_Problem details_.
Copy all of the lines below, changing every "single point" to "single dot" and keeping everything else the same.

_Raw records_.
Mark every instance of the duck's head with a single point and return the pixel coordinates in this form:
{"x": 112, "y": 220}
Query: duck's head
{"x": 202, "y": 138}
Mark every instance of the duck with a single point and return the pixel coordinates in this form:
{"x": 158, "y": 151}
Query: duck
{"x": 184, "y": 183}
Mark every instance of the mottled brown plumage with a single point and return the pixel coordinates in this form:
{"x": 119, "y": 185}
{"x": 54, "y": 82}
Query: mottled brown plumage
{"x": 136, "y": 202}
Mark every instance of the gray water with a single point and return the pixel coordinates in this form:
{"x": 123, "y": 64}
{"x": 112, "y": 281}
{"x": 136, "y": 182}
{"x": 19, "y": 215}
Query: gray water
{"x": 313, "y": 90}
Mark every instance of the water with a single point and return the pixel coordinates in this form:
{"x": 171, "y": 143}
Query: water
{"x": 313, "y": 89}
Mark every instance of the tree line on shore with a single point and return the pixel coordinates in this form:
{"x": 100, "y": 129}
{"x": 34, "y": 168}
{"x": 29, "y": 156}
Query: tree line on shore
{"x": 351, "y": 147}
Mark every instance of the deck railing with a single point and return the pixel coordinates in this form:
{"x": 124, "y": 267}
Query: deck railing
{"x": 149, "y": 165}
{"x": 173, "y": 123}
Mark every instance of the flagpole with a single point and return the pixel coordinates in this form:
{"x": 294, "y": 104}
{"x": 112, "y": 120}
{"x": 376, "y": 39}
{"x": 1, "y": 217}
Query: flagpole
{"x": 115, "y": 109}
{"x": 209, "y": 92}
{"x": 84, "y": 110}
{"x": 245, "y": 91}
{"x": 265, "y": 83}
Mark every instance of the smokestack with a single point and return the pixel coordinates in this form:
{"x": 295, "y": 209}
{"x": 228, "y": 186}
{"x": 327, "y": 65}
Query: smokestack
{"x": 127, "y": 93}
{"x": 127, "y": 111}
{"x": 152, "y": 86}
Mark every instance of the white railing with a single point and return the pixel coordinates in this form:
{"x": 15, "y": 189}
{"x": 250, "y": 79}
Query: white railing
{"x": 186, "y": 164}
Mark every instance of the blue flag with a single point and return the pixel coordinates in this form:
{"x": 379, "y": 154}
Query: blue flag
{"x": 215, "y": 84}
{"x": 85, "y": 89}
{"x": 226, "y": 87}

_Result of this exercise_.
Mark every instance of the duck's head with a single dot and return the pixel coordinates in this form:
{"x": 112, "y": 220}
Query: duck's head
{"x": 202, "y": 138}
Mark every instance of the duck with a single dot and return the pixel coordinates in this form:
{"x": 158, "y": 151}
Query: duck
{"x": 184, "y": 183}
Mark every instance of the mottled brown plumage with a single dot and return the pixel coordinates in this form:
{"x": 119, "y": 185}
{"x": 54, "y": 82}
Query: mottled brown plumage
{"x": 136, "y": 202}
Mark every instance of the gray water with a single dot and return the pixel coordinates in this form:
{"x": 123, "y": 64}
{"x": 112, "y": 281}
{"x": 136, "y": 182}
{"x": 19, "y": 215}
Query: gray water
{"x": 313, "y": 90}
Mark every instance of the water with a single dot and return the pixel coordinates in this form:
{"x": 171, "y": 143}
Query: water
{"x": 313, "y": 89}
Mark every instance of the tree line on shore with a single dot and return the pixel coordinates in this form:
{"x": 100, "y": 129}
{"x": 34, "y": 168}
{"x": 29, "y": 156}
Query: tree line on shore
{"x": 351, "y": 147}
Mark every instance of the deck railing with a single dot and return the pixel coordinates in this form:
{"x": 124, "y": 267}
Query: deck railing
{"x": 149, "y": 165}
{"x": 173, "y": 123}
Mark every instance of the flagpole with a single dot and return the pixel coordinates in this form:
{"x": 294, "y": 104}
{"x": 112, "y": 120}
{"x": 376, "y": 39}
{"x": 1, "y": 217}
Query: flagpole
{"x": 115, "y": 109}
{"x": 209, "y": 92}
{"x": 84, "y": 110}
{"x": 245, "y": 91}
{"x": 265, "y": 83}
Mark every instance of the smokestack with a single dot and return the pixel coordinates in this form:
{"x": 295, "y": 209}
{"x": 228, "y": 186}
{"x": 327, "y": 65}
Query: smokestack
{"x": 127, "y": 93}
{"x": 127, "y": 111}
{"x": 152, "y": 86}
Mark every instance of the white railing with a single dot and return the pixel coordinates in this form:
{"x": 15, "y": 189}
{"x": 250, "y": 79}
Query: white railing
{"x": 186, "y": 164}
Mark every instance of the blue flag with a single dot and return the pixel coordinates in this form:
{"x": 379, "y": 154}
Query: blue flag
{"x": 215, "y": 84}
{"x": 85, "y": 89}
{"x": 226, "y": 87}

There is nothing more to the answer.